─── Data to use

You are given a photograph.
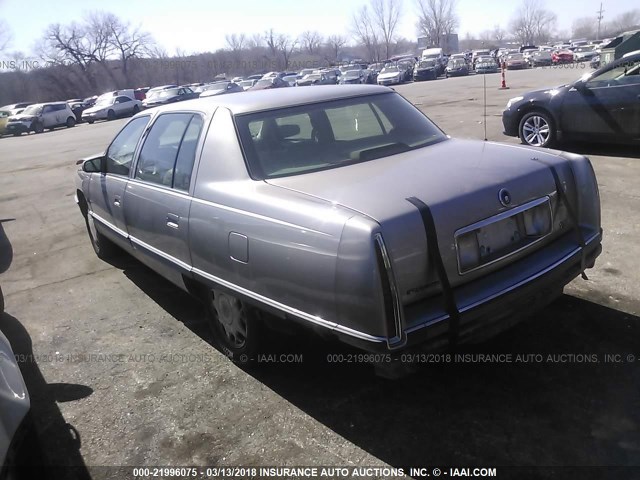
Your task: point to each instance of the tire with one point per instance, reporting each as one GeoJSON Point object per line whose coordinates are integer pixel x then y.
{"type": "Point", "coordinates": [105, 249]}
{"type": "Point", "coordinates": [236, 327]}
{"type": "Point", "coordinates": [537, 129]}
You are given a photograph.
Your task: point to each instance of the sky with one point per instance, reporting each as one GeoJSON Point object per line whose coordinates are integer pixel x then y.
{"type": "Point", "coordinates": [201, 25]}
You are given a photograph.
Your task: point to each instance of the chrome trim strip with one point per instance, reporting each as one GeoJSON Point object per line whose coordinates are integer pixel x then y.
{"type": "Point", "coordinates": [497, 218]}
{"type": "Point", "coordinates": [256, 296]}
{"type": "Point", "coordinates": [398, 311]}
{"type": "Point", "coordinates": [293, 311]}
{"type": "Point", "coordinates": [160, 253]}
{"type": "Point", "coordinates": [109, 225]}
{"type": "Point", "coordinates": [509, 289]}
{"type": "Point", "coordinates": [258, 216]}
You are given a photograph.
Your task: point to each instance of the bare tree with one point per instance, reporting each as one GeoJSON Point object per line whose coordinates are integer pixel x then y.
{"type": "Point", "coordinates": [386, 14]}
{"type": "Point", "coordinates": [335, 43]}
{"type": "Point", "coordinates": [236, 41]}
{"type": "Point", "coordinates": [533, 23]}
{"type": "Point", "coordinates": [436, 18]}
{"type": "Point", "coordinates": [584, 27]}
{"type": "Point", "coordinates": [311, 41]}
{"type": "Point", "coordinates": [126, 41]}
{"type": "Point", "coordinates": [286, 46]}
{"type": "Point", "coordinates": [256, 41]}
{"type": "Point", "coordinates": [499, 34]}
{"type": "Point", "coordinates": [365, 32]}
{"type": "Point", "coordinates": [5, 36]}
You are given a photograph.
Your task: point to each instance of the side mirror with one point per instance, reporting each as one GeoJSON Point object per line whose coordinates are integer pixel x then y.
{"type": "Point", "coordinates": [93, 165]}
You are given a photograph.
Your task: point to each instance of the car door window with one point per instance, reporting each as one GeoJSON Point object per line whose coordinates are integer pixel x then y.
{"type": "Point", "coordinates": [121, 150]}
{"type": "Point", "coordinates": [187, 154]}
{"type": "Point", "coordinates": [160, 150]}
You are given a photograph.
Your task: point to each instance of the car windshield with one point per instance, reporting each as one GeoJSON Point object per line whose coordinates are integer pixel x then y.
{"type": "Point", "coordinates": [33, 110]}
{"type": "Point", "coordinates": [170, 92]}
{"type": "Point", "coordinates": [320, 136]}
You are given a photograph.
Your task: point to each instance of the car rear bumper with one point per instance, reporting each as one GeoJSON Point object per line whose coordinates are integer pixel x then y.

──────

Challenge
Nothing but the pictures may be dropped; output the records above exactly.

Result for this task
You are given a photograph.
Your task: point to each instance of the tire with one point per instance, reporting each as one GeoJSON Point object per line whose coordinates are integer pixel x then y.
{"type": "Point", "coordinates": [105, 249]}
{"type": "Point", "coordinates": [236, 327]}
{"type": "Point", "coordinates": [537, 129]}
You are given a photograph.
Your task: point to each instance of the sky with one point per instance, reporting each as one GeoJSON Point object per line whose coordinates are integer pixel x then y.
{"type": "Point", "coordinates": [201, 25]}
You are given a photograph.
Your task: point to each instance of the chrome trim strip with one point per instance, reporting each as one GeoJSON Point object per line whose coordinates are integer pixel x then y.
{"type": "Point", "coordinates": [497, 218]}
{"type": "Point", "coordinates": [256, 296]}
{"type": "Point", "coordinates": [398, 311]}
{"type": "Point", "coordinates": [293, 311]}
{"type": "Point", "coordinates": [160, 253]}
{"type": "Point", "coordinates": [109, 225]}
{"type": "Point", "coordinates": [509, 289]}
{"type": "Point", "coordinates": [258, 216]}
You are given a photograph.
Your task: point to each instance of the bare tree with one point per instance, reporting each as one GeoJSON Point object per line whose coordinates are integer pixel x then y.
{"type": "Point", "coordinates": [386, 14]}
{"type": "Point", "coordinates": [335, 43]}
{"type": "Point", "coordinates": [236, 41]}
{"type": "Point", "coordinates": [533, 23]}
{"type": "Point", "coordinates": [436, 18]}
{"type": "Point", "coordinates": [584, 27]}
{"type": "Point", "coordinates": [311, 41]}
{"type": "Point", "coordinates": [126, 41]}
{"type": "Point", "coordinates": [286, 46]}
{"type": "Point", "coordinates": [256, 41]}
{"type": "Point", "coordinates": [499, 34]}
{"type": "Point", "coordinates": [365, 32]}
{"type": "Point", "coordinates": [5, 36]}
You are given a photograph.
Your task: point to each instance of the side mirror with one point per instance, reporting each as one GeoJSON Point object per line whose coordinates are integer pixel x then y.
{"type": "Point", "coordinates": [93, 165]}
You are given a photograph.
Your task: point to each instance of the car door window with one point per instance, reporting each as one GeoJSON Point object per line whose coordinates are integer pixel x then y.
{"type": "Point", "coordinates": [121, 150]}
{"type": "Point", "coordinates": [187, 154]}
{"type": "Point", "coordinates": [160, 150]}
You are given a photograph.
Your task: point to each instance of the car windshield with one point per instance, reporting each as one GeoJSON Point object per line whose coordinates are integer pixel x then y.
{"type": "Point", "coordinates": [33, 110]}
{"type": "Point", "coordinates": [170, 92]}
{"type": "Point", "coordinates": [320, 136]}
You are given a photograph.
Your task: point to each instance of the car rear bumper with one point per instance, reporting each as one GeoJSON Point object per line whose coordinates are integer pixel x then y.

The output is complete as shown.